> **EXCERPT PROVIDED**:
—————
I wouldn't put coke and heroin in the same category exactly. Of course, as you say, people experience it differently. Coke is a slippery slope but not as bad. The thing about coke is, is that it is immediately short term addictive. Not necessarily with the first line, but after the second or third of the night you start wanting the next sooner and sooner, the need becomes stronger and stronger. Of course, a good night's sleep, once you finally go down, will remove the effect. I would say this, people who think of it as a "miracle drug" might very well be in a high risk category of becoming addicted. I remember my first time, I thought it was cool, but nothing that great. Crack is worse, the first hit is addictive, again short term, nothing a good nights sleep won't cure. But people who do these things fall prey to habituation and eventually real addiction. I never liked the uncomfortable twitchiness of stimulants, so I put it down easily.
Heroin I've never actually tried. It's too rich for my blood, and I was also afraid I'd like it too much. Stimulants aren't for me, but depressants are another matter. It's a physical addiction that can kill you if you just stop once you've gone far enough. The effects, from what I understand, are such that when first beginning, a little will do you for longer. You don't need much and it lasts awhile. The amounts become greater and greater as you go. The long-term addiction is much sooner.
Alcohol is another slippery slope. Some people can drink responsibly and not fall prey to alcoholism, but others become increasingly dependent. The real dangers of alcoholism are the long term alcoholics. I used to drink profusely. It was fun, it loosens you up, makes you more social, etc... It has many good side effects. But, I began to notice, not so much in myself but those around me, that the booze was starting to get on top of them. They began to need it. My sister would lecture me about smoking pot and addictive personalities and such, meanwhile, she gets shitfaced drunk every day of her life. My father was an alcoholic. He would get off work and go right to the bar. Drink til he was incoherent, go home, sleep, wake up, go to work, rinse, lather, repeat. He tended to stay off the sauce on the weekends, and he was able to go for a week or two at a time without drinking if the need arose, but in the end it killed him. I have an older friend, pushing 50, who is a serious alcoholic. He can't go a day without getting seriously drunk. He gets cycles of hangovers. Booze to cure it, which just makes it worse the next day. He tries to clean up every now and again, but I've never seen him go more than a couple of days before he starts rationalizing that he has to drink or his body will just shut down. I've seen him cry about friends that have died from kidney failure and the like. His sister-in-law was so bad they put her in the hospital because she wasn't doing anything but drinking, she wouldn't even eat. Get this, a ketchup packet or two every now and again was her lunch. A friend of his blew his brains out, bad divorce, but booze pushed him to it. I could go on and on. It's disgusting.
In the end, I quit because I like to be in control of my actions. Drugs like these take control. Some sooner, some later. Now if I could just quit smoking. But the thing about smoking is that it doesn't steal your mind, just your will. And the anti-smoking commercials nowadays make me sick in their raw blatant propagandism. Whiners and complainers bitching that they didn't know it was bad. The tobacco companies owe them something. Weaklings. I think it should be obvious that inhaling burning smoke into your lungs is not good for you. And the surgeon general's report has been out a long time. If you don't know smoking is bad for you, then you're a retard.
—————
> **PROVIDED RECORDS**:
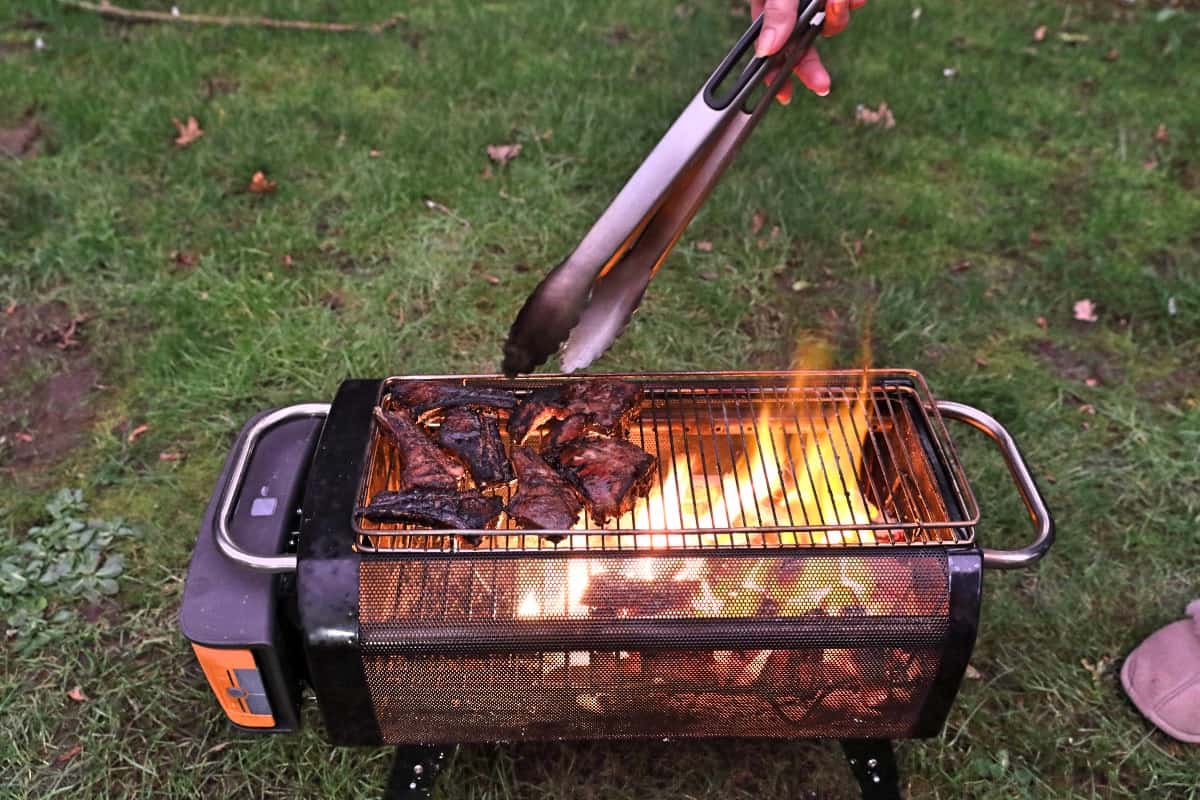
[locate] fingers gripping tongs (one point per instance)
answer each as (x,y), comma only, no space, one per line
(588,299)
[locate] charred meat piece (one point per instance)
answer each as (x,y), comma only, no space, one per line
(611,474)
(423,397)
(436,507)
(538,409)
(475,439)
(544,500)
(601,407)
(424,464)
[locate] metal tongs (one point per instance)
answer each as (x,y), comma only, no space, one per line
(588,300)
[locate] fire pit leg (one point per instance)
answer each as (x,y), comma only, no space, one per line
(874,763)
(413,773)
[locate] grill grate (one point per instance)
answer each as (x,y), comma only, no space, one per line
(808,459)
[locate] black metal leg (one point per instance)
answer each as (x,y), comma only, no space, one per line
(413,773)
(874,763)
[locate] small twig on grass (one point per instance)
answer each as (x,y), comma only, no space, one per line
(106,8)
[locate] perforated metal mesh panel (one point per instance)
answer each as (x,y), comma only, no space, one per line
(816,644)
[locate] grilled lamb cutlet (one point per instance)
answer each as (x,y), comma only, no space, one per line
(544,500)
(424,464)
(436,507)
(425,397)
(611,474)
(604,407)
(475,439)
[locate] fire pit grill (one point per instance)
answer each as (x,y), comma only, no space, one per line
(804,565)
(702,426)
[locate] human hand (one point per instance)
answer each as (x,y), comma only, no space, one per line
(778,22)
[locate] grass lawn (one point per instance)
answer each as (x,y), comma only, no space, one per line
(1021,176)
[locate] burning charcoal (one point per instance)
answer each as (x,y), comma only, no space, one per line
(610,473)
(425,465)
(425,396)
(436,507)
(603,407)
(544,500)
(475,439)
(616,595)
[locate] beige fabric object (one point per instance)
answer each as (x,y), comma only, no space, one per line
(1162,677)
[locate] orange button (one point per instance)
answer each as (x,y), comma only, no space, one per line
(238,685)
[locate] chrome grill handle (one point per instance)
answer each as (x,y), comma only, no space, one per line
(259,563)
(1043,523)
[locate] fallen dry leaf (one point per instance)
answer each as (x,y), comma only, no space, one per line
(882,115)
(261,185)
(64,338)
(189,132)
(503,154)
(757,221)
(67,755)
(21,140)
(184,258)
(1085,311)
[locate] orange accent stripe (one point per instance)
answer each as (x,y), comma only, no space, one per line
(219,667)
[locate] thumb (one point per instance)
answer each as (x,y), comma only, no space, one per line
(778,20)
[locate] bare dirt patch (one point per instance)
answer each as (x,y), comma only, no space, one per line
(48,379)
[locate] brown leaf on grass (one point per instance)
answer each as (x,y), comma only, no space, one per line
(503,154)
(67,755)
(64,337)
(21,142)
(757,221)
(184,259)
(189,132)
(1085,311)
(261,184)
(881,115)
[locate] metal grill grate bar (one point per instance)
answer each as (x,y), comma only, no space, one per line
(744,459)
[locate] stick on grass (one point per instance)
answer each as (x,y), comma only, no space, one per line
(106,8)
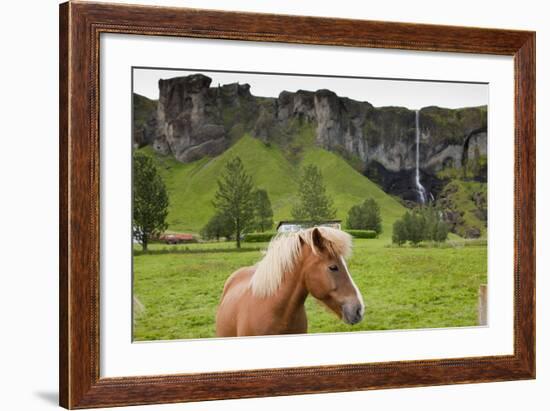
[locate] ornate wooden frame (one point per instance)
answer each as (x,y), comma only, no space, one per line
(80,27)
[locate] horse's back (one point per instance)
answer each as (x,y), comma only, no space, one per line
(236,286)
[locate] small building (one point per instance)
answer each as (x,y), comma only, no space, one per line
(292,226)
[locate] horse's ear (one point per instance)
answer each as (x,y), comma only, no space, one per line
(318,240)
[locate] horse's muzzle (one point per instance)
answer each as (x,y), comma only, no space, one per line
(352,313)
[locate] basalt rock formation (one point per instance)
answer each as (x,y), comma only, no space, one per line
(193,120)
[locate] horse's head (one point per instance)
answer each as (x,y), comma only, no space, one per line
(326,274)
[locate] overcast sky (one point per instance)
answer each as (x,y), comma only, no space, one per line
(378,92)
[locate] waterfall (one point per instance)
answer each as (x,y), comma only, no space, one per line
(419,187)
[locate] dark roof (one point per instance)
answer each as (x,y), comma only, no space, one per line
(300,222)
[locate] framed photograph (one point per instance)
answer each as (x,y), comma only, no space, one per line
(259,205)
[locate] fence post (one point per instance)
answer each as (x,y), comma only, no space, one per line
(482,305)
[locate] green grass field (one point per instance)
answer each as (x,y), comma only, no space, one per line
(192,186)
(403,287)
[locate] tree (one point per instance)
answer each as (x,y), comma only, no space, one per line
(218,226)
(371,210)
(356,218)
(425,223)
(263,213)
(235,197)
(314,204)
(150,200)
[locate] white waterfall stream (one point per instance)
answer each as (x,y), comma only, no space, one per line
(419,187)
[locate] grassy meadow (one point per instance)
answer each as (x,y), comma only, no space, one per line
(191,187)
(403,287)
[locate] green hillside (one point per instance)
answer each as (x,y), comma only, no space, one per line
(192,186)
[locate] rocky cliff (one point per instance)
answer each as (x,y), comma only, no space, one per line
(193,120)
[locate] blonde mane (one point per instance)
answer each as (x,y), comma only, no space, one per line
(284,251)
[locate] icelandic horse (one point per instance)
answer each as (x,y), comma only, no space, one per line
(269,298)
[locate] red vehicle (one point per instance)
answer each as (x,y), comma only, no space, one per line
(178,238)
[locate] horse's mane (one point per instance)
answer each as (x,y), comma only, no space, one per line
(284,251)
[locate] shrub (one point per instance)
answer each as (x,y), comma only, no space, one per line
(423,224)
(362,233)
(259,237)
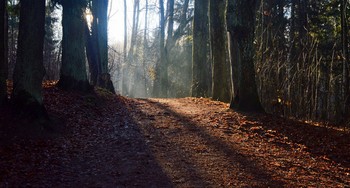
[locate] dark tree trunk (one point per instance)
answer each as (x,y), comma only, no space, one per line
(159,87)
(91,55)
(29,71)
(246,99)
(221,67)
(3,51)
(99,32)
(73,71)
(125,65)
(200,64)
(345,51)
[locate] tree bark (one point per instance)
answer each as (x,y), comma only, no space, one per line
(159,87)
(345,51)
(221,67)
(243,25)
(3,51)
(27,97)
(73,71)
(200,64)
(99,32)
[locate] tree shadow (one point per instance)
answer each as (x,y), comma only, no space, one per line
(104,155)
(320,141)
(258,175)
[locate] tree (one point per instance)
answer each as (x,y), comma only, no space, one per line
—————
> **WHAT YOU ARE ASKED TO DO**: Write out the part of the post about drugs and alcohol starting with "In the end, I" and going on through "you're a retard.". The rows play no part in this exercise.

> **TASK RESULT**:
In the end, I quit because I like to be in control of my actions. Drugs like these take control. Some sooner, some later. Now if I could just quit smoking. But the thing about smoking is that it doesn't steal your mind, just your will. And the anti-smoking commercials nowadays make me sick in their raw blatant propagandism. Whiners and complainers bitching that they didn't know it was bad. The tobacco companies owe them something. Weaklings. I think it should be obvious that inhaling burning smoke into your lungs is not good for you. And the surgeon general's report has been out a long time. If you don't know smoking is bad for you, then you're a retard.